<<<<

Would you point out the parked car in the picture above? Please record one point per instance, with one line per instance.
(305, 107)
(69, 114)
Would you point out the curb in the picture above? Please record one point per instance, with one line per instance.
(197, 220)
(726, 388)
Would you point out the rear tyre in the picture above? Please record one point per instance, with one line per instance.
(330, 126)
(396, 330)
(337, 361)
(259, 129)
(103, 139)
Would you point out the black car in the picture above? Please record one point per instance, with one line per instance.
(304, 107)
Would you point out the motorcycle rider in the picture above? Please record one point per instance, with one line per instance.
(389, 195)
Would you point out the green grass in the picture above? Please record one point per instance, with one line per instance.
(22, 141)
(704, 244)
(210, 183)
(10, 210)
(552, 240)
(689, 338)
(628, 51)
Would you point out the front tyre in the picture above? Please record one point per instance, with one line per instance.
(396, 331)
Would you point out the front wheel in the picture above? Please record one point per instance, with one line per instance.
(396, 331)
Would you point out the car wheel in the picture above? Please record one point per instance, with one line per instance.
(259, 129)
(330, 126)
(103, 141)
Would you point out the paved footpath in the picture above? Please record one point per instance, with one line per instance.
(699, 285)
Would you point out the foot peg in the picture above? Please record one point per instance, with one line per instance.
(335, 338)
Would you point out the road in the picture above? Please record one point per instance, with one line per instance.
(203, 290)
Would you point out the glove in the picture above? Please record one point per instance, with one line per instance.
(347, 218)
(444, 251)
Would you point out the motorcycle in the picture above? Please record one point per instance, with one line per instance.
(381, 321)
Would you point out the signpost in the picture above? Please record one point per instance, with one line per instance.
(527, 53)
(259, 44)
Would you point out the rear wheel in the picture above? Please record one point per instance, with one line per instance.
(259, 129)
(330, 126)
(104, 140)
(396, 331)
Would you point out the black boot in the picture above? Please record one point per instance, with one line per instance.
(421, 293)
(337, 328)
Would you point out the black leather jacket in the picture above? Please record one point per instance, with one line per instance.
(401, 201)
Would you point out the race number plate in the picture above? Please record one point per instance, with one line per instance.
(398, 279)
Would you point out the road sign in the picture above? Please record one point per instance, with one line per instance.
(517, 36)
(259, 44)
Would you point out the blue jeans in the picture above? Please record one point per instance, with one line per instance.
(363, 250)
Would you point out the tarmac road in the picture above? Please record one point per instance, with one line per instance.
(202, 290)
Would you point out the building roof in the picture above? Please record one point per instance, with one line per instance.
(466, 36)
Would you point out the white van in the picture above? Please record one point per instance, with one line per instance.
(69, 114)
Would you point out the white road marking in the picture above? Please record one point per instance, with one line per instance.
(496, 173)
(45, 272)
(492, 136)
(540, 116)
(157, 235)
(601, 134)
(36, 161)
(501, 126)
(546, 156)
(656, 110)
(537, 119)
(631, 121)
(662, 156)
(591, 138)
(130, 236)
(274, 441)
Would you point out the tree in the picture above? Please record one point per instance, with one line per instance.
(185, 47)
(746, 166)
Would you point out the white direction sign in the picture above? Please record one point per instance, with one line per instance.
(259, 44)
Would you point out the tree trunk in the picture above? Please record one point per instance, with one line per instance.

>>>>

» TWÓJ CEL
Przepisz, proszę, wszystkie powyższe rekordy słowo w słowo, bez żadnych zmian.

» ODPOWIEDŹ NA ZADANIE
Would you point out the parked car in the picture above? Please record one point per instance, with one line per instance.
(305, 107)
(69, 114)
Would you point out the curb in the picture above? Please record one point per instance, with one line per instance.
(197, 220)
(726, 388)
Would you point out the rear tyre in the picture above? Please record one point per instance, with one line per instance.
(330, 126)
(396, 330)
(337, 361)
(259, 129)
(103, 139)
Would you point out the black car in the picture above? Please record one point per instance, with one line per instance.
(304, 107)
Would you point out the motorcycle rider in the picture above? Please record one point per instance, with one line per instance.
(389, 195)
Would you point out the green grass in the picture above? Please record one point per instance, with one line per instance.
(22, 141)
(704, 244)
(210, 183)
(10, 210)
(552, 240)
(689, 338)
(628, 51)
Would you point out the front tyre in the picture above? Please record one point per instance, with one line per instance.
(396, 331)
Would you point out the front wheel in the picture above? Please record one point per instance, with one line per instance.
(396, 331)
Would you point out the car wheel in the picture above? Please record one point per instance, with one line per instance.
(259, 129)
(330, 126)
(103, 141)
Would you point out the paved footpath in the picture above? Please record one point per instance, with one line per instance.
(699, 285)
Would you point out the foot peg in the picture above? Please record one point per instance, with one line per instance.
(335, 338)
Would you point out the road in the picture above? Please record one point per instance, with one line per instance.
(203, 290)
Would you point out the glove in the picture above? Please record one point per instance, with one line per instance.
(347, 218)
(444, 251)
Would you point out the motorcycle in the picture above? Please record one point per instance, with one line per instance.
(381, 321)
Would you point out the signpost in the picture above? Please record one point per instance, with one line per instance.
(527, 53)
(259, 44)
Would you point out the rear wheel in the picture above? Please record one point per instance, with one line per instance.
(259, 129)
(330, 126)
(104, 140)
(396, 331)
Would you point out the black boot in the picture above? Please record one point per instance, with one line per instance.
(421, 293)
(337, 328)
Would you point out the black leather jacket in the picture above? Please record one point per instance, with one line per instance.
(401, 201)
Would you point out the race number plate in the picture above? Please record one point per instance, with one line per instance.
(398, 279)
Would you point out the road sign in the picture above? Please record one point per instance, with one line per instance.
(517, 36)
(259, 44)
Would you point out the blue jeans in the picture above? Please record one point per instance, with one line per instance.
(363, 250)
Would you point out the tarmac road in the picture above? Please record one point per instance, with one line per instance.
(202, 290)
Would you point out the building roof in the picture above? Please record one point per instance, with one line per instance.
(466, 36)
Would you point out the white van in the picture above? Please record one point per instance, with one line per instance.
(69, 114)
Would you point out the white road marking in the picture above? Please record one point per instance, with one line per instance.
(496, 173)
(45, 272)
(492, 136)
(540, 116)
(157, 235)
(601, 134)
(36, 161)
(501, 126)
(546, 156)
(656, 110)
(537, 119)
(631, 121)
(662, 156)
(591, 138)
(130, 236)
(274, 441)
Would you point out the tree in the picture above? Please record one point per instance, with one line per instance.
(185, 47)
(746, 166)
Would you point out the white direction sign in the picture above? Please record one point per instance, with one line per instance.
(259, 44)
Would you point out the tree trunk in the picture above? Please record one point per instance, with one line per instance.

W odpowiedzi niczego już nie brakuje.